*PROBLEM REQUIREMENTS:*
The response must consist of the lines below from the one with "# draw the outline of every instance of the fence" through the one with "Now draw the outline of every instance of the fence", exactly as they appear and with both ends kept.

*GIVEN RECORDS:*
----
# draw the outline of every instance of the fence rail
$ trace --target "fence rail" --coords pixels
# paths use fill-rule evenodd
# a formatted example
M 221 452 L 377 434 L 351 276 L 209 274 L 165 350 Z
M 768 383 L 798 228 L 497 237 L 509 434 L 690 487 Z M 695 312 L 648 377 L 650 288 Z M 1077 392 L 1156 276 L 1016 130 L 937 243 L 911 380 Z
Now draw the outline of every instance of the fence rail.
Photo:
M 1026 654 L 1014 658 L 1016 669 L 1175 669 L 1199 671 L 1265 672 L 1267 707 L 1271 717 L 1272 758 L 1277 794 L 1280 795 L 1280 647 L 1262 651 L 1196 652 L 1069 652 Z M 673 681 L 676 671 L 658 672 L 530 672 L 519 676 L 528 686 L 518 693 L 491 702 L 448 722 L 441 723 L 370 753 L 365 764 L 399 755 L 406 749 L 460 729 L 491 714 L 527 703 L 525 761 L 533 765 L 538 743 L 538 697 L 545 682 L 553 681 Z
----
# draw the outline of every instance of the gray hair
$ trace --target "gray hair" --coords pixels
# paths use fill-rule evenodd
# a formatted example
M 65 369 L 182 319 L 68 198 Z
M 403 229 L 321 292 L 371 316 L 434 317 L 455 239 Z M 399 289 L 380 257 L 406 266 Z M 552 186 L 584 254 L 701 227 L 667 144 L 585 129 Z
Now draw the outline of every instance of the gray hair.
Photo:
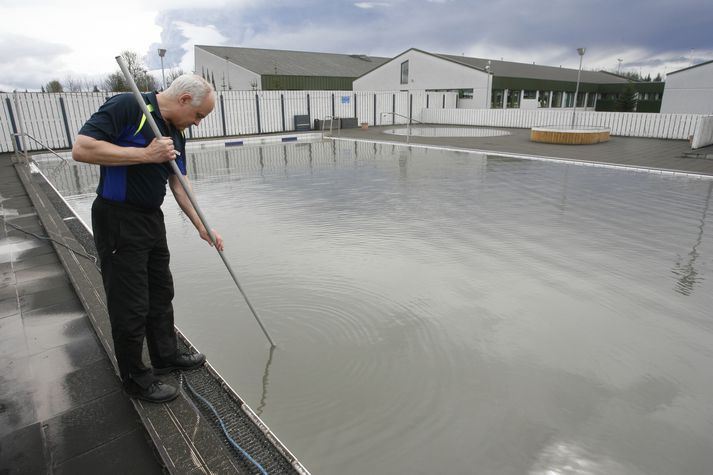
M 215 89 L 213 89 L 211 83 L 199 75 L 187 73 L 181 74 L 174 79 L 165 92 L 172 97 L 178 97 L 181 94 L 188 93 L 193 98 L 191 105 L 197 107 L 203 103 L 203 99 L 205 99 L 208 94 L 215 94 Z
----
*FINISHED TASK:*
# draw the outline of every instance of the fence rail
$ trace --target "fence rail" --coords pixels
# paths use fill-rule evenodd
# a formatted example
M 221 452 L 377 434 L 351 276 L 209 274 L 165 350 Z
M 768 383 L 798 228 L 497 237 L 509 434 L 690 487 Z M 695 312 L 648 377 L 650 288 Z M 1077 392 L 1156 276 L 1016 130 L 937 243 L 911 380 Z
Now draw the outline of every instance of the fence rail.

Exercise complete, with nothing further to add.